Photo-based referring expression data
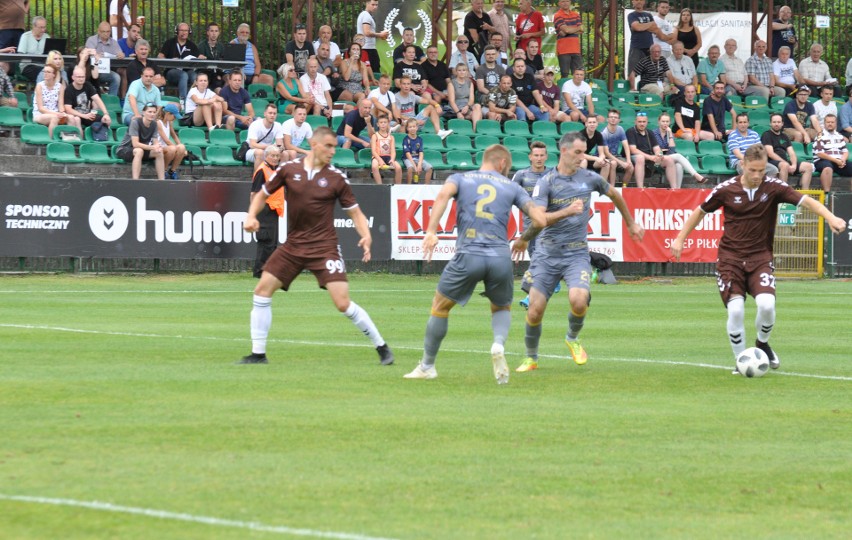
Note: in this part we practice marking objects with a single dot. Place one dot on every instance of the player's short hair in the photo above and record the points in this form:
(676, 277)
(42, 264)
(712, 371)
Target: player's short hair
(755, 152)
(496, 152)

Your objective: Output the data exactly as it is, with the pictures dropped.

Response area:
Note: in this part we practice marking objects with a single dot. Place one dot on every instance of the player's short hair in the photo above and record the points in this form:
(676, 277)
(42, 264)
(712, 371)
Target: player's short hair
(755, 152)
(496, 152)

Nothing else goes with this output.